# What to produce:
Report the number of lines holding "bird" in the material below, and nothing more.

# Excerpted records:
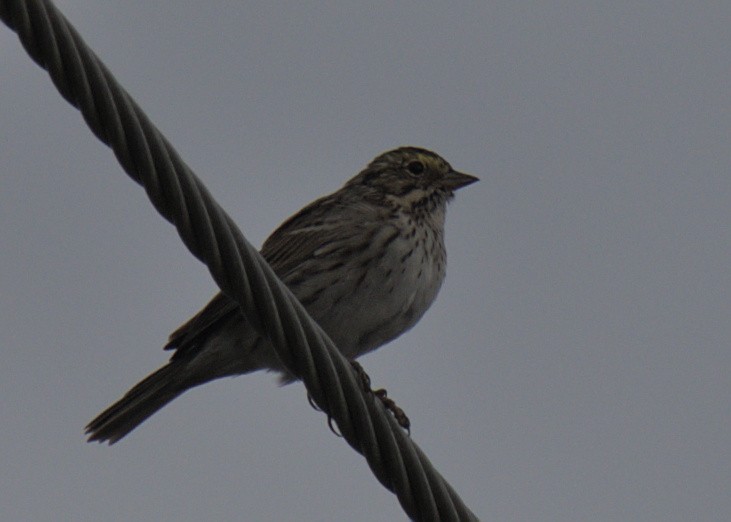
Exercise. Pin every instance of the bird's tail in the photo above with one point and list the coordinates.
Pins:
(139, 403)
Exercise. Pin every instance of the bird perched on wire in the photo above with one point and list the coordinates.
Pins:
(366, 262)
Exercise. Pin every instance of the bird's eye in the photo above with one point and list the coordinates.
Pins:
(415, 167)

# Output of the exercise:
3